(Region annotation entries)
— begin —

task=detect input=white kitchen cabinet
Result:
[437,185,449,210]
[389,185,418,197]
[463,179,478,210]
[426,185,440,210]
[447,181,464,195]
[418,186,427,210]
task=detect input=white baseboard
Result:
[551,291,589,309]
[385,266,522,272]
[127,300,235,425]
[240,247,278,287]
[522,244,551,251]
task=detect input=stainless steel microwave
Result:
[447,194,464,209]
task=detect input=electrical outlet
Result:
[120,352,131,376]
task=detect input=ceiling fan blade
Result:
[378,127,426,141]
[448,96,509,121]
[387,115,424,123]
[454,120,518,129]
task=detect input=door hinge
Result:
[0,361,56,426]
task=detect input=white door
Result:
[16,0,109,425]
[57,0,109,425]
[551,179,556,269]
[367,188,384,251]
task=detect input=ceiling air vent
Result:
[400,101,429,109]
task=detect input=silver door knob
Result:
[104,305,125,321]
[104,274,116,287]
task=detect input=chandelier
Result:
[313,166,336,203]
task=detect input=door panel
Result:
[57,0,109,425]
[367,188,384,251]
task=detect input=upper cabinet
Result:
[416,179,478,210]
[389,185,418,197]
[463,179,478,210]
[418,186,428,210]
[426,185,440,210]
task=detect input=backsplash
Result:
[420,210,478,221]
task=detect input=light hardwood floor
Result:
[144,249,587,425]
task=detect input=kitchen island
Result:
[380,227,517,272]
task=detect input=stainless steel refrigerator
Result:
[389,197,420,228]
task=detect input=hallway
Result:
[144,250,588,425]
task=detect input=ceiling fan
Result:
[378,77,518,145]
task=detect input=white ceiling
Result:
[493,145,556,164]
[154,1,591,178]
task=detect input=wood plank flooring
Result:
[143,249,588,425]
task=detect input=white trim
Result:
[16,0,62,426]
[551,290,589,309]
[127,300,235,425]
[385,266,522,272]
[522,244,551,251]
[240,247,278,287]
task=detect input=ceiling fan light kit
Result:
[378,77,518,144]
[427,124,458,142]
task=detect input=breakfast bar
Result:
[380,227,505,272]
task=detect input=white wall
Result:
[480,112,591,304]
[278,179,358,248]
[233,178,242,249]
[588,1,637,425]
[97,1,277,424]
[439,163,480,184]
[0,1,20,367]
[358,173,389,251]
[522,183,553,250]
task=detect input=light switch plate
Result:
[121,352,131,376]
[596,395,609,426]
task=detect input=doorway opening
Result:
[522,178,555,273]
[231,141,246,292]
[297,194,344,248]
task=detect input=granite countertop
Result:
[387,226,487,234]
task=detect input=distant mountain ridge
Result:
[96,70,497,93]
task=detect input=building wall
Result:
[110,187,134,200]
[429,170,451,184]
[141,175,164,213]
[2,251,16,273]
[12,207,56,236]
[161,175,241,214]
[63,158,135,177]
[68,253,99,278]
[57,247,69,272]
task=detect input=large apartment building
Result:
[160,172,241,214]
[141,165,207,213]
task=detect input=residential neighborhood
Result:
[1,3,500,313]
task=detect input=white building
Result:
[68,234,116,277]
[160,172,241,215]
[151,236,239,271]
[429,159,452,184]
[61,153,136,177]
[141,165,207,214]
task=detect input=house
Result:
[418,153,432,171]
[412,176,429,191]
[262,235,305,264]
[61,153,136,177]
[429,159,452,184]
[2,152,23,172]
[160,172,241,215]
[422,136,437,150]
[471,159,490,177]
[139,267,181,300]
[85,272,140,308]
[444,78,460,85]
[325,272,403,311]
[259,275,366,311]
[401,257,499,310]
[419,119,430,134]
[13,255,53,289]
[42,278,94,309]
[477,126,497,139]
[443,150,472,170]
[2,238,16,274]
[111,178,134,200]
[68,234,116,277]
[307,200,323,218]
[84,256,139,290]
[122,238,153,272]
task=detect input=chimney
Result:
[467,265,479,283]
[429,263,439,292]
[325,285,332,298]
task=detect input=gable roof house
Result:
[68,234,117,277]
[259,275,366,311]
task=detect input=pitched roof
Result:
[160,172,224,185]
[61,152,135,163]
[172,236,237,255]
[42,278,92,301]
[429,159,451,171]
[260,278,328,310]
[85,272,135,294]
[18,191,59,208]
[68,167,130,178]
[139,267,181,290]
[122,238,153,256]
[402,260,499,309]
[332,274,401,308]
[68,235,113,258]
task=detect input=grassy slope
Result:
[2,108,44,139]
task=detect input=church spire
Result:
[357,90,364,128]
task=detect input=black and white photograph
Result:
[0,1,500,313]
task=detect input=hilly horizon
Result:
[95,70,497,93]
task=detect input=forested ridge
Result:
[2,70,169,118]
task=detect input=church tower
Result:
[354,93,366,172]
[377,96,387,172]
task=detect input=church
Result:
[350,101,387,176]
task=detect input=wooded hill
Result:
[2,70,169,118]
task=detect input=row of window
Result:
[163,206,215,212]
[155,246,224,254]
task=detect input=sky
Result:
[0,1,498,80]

— end —

§ **Brief**
Update the entries above by replacing every "Result" with "Output" and keep everything else unchanged.

§ **Task result**
task=detect input=white kitchen cabinet
Output:
[437,185,449,210]
[389,185,418,197]
[463,179,478,210]
[426,185,440,210]
[447,181,464,195]
[418,186,427,210]
task=detect input=white baseboard
Output:
[551,291,589,309]
[385,266,522,272]
[127,300,235,425]
[240,247,278,287]
[522,244,551,251]
task=detect input=stainless steel microwave
Output:
[447,194,464,209]
task=detect input=electrical outlet
Output:
[120,352,131,376]
task=detect input=ceiling fan blade
Output:
[378,127,426,141]
[448,96,509,121]
[387,115,424,123]
[454,120,518,129]
task=detect input=door hinge
Output:
[0,361,56,426]
task=detect input=white door
Output:
[16,0,109,425]
[57,0,109,425]
[551,179,556,269]
[367,188,384,251]
task=detect input=ceiling air vent
Output:
[400,101,429,109]
task=detect input=silver door knob
Output:
[104,305,125,321]
[104,274,116,287]
task=detect input=chandelier
Output:
[313,166,336,203]
task=detect input=door panel
Output:
[57,0,109,425]
[367,188,384,251]
task=detect input=upper cabinet
Output:
[416,179,478,210]
[389,185,418,197]
[463,179,478,210]
[418,186,428,210]
[426,185,440,210]
task=detect input=backsplash
Output:
[420,210,478,221]
task=detect input=light hardwood floor
Output:
[144,249,587,425]
task=detect input=kitchen island
Output:
[380,227,517,272]
task=detect input=stainless steel refrigerator
Output:
[389,197,420,228]
task=detect input=hallway
Output:
[144,250,588,425]
task=detect input=ceiling fan
Output:
[378,77,518,145]
task=detect input=white ceiling
Output:
[493,145,556,164]
[154,1,591,178]
task=detect input=wood plank flooring
Output:
[143,249,588,425]
task=detect input=white trim
Output:
[16,0,62,426]
[551,290,589,309]
[127,300,235,425]
[385,266,522,272]
[522,244,551,251]
[240,247,278,287]
task=detect input=ceiling fan light kit
Output:
[378,77,518,144]
[427,124,458,142]
task=detect input=breakfast bar
Output:
[380,227,505,272]
task=detect input=white wall
Output:
[480,112,591,304]
[278,179,358,248]
[233,178,242,249]
[588,1,637,425]
[97,1,277,424]
[439,163,480,184]
[0,1,20,367]
[358,173,389,251]
[522,183,553,250]
task=detect input=light switch plate
Output:
[121,352,131,376]
[596,395,609,426]
task=detect input=doorway opening
Output:
[522,178,555,273]
[231,141,246,292]
[297,194,344,248]
task=detect input=granite countertop
Output:
[387,226,487,234]
task=detect input=distant mountain ridge
Output:
[96,70,497,93]
task=detect input=building wall
Output:
[110,187,134,200]
[429,170,451,184]
[141,175,164,213]
[2,251,16,273]
[12,207,56,236]
[161,175,241,214]
[63,158,135,177]
[68,253,99,278]
[57,247,69,272]
task=detect input=large apartment building
Output:
[160,172,241,214]
[141,165,207,213]
task=detect input=residential neighborhood
Output:
[1,3,500,313]
task=detect input=white building
Output:
[68,234,116,277]
[160,172,241,215]
[151,236,239,271]
[429,159,452,184]
[61,153,136,177]
[141,165,207,214]
task=detect input=house
Output:
[418,153,432,171]
[412,176,429,191]
[262,235,305,264]
[61,153,136,177]
[429,159,452,184]
[2,152,23,172]
[160,172,241,215]
[422,136,437,150]
[471,159,490,177]
[139,267,181,300]
[85,272,140,308]
[444,78,460,85]
[325,272,403,311]
[259,275,366,311]
[401,257,499,310]
[419,119,430,134]
[13,255,53,289]
[42,278,94,309]
[477,126,497,139]
[443,150,472,170]
[2,238,16,274]
[111,178,134,200]
[68,234,116,277]
[307,200,323,218]
[84,256,139,290]
[122,238,153,272]
task=detect input=chimney
Output:
[467,265,479,283]
[429,263,439,292]
[325,285,332,298]
task=detect input=gable roof house
Output:
[68,234,117,277]
[259,275,366,311]
task=detect input=pitched roof
Output:
[160,172,224,185]
[61,152,135,163]
[172,236,237,255]
[42,278,92,301]
[429,159,451,171]
[260,278,328,310]
[85,272,135,294]
[18,191,59,208]
[68,167,130,178]
[139,267,181,290]
[122,238,153,256]
[402,260,499,309]
[332,274,401,308]
[68,235,113,258]
task=detect input=grassy slope
Output:
[2,108,44,139]
task=detect input=church spire
Output:
[357,90,364,128]
task=detect input=black and white photograph
Output:
[0,1,500,313]
task=detect input=hilly horizon
Output:
[95,70,497,93]
task=detect input=forested ridge
Output:
[2,70,169,118]
task=detect input=church tower
Output:
[354,93,366,172]
[377,96,387,172]
task=detect input=church
Output:
[350,101,387,176]
task=detect input=wooded hill
Output:
[2,70,169,118]
task=detect input=row of window
Output:
[163,206,215,212]
[155,246,224,254]
task=detect input=sky
Output:
[0,1,498,80]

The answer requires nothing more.